• Task statement:
Provide again, from the entries below, every line from the one containing "Target: bearberry leaf" through the one containing "Target: dark green leaf", exactly as written, and no other line.

• Material for the task:

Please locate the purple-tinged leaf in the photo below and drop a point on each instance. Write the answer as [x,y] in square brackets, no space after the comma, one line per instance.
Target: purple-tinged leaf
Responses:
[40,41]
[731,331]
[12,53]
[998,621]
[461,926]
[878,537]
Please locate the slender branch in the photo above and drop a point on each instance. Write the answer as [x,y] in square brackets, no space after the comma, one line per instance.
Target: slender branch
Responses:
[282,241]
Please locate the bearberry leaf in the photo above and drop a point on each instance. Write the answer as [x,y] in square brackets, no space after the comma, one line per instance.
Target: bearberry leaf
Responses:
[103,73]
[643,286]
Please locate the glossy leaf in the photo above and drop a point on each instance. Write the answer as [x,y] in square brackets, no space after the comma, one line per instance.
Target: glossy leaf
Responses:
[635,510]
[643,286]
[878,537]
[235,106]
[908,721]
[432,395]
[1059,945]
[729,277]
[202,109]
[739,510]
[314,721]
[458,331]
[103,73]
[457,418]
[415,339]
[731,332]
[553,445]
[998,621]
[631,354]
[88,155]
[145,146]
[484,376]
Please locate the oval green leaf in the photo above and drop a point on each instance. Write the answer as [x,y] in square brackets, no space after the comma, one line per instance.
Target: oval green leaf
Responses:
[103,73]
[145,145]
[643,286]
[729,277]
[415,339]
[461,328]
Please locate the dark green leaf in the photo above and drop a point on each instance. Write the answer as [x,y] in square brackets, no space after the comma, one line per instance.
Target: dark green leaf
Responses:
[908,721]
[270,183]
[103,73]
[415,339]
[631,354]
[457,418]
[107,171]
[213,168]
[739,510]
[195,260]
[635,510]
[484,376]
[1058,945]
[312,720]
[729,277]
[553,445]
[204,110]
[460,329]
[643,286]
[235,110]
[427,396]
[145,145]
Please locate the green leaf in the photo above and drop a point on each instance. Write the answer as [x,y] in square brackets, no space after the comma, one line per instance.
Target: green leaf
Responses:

• Written solution:
Target: bearberry leaf
Responses:
[103,73]
[643,286]
Please locate the glossy leaf in the photo above and drop a point on each instance. Write the answer as [x,y] in square brackets, no space after the comma, one line per instance.
Target: glossy leaf
Responses:
[635,510]
[643,286]
[878,537]
[235,106]
[908,721]
[432,395]
[1059,945]
[729,277]
[202,109]
[739,510]
[314,721]
[458,331]
[103,73]
[457,418]
[415,339]
[731,332]
[553,445]
[998,621]
[631,354]
[88,155]
[145,146]
[484,376]
Please locate the oval green leaf in the photo above and drop a point on each instance. Write the answer as [x,y] in square brackets, no space after the comma, one line per instance.
Target: oval green leaf
Responses:
[103,73]
[145,145]
[643,286]
[729,277]
[415,339]
[461,328]
Please locate the dark green leaf in the photo above and drop a point on each instance. Write the answer as [x,y] in square brackets, no space after the comma, one line per instance.
Target: dark green leaf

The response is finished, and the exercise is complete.